GIVEN PROBLEM
How many lines in the material below contain the string "grey"? Reply with the number alone.

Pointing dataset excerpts
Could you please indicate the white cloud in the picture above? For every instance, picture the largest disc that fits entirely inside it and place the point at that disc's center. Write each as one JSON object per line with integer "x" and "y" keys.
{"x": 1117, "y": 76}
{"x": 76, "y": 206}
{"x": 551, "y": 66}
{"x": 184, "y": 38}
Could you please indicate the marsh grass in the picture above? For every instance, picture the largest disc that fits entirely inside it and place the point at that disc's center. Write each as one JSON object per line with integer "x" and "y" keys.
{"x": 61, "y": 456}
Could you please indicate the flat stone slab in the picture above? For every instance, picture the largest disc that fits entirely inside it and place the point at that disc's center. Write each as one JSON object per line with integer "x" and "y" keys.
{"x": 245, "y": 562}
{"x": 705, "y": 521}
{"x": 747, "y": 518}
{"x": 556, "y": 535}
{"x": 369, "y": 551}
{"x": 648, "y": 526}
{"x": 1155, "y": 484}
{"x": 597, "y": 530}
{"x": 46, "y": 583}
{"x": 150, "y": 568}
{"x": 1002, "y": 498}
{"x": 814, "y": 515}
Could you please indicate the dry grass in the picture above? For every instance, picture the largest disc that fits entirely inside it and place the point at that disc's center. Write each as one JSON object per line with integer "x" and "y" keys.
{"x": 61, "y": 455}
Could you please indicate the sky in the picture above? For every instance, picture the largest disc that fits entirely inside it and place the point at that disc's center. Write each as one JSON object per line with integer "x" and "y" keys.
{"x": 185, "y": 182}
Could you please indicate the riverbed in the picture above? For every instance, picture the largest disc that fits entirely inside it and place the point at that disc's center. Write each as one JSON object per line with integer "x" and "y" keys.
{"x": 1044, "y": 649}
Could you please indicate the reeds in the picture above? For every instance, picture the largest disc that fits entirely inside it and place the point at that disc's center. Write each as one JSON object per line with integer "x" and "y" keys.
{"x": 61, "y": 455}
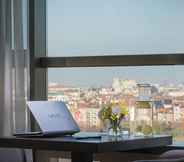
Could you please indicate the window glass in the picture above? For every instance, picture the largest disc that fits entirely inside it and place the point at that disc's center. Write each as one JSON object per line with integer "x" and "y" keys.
{"x": 86, "y": 90}
{"x": 114, "y": 27}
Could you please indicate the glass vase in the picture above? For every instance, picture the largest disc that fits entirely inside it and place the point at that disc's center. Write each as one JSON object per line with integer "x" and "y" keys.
{"x": 114, "y": 129}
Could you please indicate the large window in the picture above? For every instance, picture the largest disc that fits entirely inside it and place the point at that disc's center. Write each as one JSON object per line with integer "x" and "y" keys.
{"x": 85, "y": 94}
{"x": 140, "y": 35}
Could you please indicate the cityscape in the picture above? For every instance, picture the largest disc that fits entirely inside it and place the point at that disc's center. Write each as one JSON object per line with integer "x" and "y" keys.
{"x": 167, "y": 104}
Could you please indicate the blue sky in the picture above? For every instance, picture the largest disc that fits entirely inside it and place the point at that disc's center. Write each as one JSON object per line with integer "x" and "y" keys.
{"x": 113, "y": 27}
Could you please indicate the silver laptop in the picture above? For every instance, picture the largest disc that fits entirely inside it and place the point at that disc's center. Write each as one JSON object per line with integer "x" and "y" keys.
{"x": 54, "y": 119}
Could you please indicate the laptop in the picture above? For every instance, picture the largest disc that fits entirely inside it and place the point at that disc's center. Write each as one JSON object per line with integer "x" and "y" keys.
{"x": 54, "y": 119}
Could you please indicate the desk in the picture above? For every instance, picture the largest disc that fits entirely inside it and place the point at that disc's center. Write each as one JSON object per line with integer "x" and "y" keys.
{"x": 83, "y": 150}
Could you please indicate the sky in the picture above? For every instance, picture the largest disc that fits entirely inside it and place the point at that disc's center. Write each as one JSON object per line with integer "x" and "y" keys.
{"x": 115, "y": 27}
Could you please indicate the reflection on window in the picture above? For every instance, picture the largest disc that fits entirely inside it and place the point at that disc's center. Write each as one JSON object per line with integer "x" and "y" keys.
{"x": 166, "y": 91}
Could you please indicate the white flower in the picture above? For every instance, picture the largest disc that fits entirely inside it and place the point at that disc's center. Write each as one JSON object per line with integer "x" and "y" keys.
{"x": 116, "y": 110}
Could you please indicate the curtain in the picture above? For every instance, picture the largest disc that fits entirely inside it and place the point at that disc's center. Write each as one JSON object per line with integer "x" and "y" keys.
{"x": 6, "y": 91}
{"x": 14, "y": 73}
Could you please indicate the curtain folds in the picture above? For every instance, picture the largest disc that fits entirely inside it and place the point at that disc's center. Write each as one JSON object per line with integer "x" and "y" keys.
{"x": 14, "y": 66}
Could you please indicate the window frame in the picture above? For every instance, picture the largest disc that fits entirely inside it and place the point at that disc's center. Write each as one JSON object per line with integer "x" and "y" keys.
{"x": 39, "y": 62}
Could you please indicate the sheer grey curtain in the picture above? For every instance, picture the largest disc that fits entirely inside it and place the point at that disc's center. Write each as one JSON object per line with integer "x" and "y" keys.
{"x": 14, "y": 66}
{"x": 14, "y": 73}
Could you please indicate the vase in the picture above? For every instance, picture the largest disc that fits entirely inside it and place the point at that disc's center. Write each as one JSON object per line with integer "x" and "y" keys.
{"x": 114, "y": 129}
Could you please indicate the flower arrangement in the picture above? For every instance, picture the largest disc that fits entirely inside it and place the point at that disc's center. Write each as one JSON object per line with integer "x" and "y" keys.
{"x": 114, "y": 112}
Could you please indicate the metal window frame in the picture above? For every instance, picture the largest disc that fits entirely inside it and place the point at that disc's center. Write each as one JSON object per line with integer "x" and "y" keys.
{"x": 116, "y": 60}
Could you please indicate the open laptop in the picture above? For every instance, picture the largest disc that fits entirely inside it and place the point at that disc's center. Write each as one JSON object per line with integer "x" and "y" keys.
{"x": 54, "y": 119}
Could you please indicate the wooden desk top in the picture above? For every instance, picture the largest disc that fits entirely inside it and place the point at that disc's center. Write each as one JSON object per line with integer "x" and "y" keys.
{"x": 94, "y": 145}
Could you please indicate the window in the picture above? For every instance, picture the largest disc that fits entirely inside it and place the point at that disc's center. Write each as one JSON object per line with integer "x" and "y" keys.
{"x": 143, "y": 38}
{"x": 85, "y": 94}
{"x": 85, "y": 28}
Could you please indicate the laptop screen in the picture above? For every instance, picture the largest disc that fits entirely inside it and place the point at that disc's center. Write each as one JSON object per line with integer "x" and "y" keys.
{"x": 53, "y": 116}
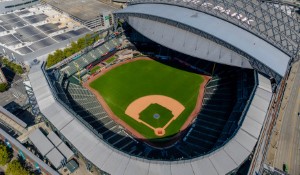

FINISHED TASK
1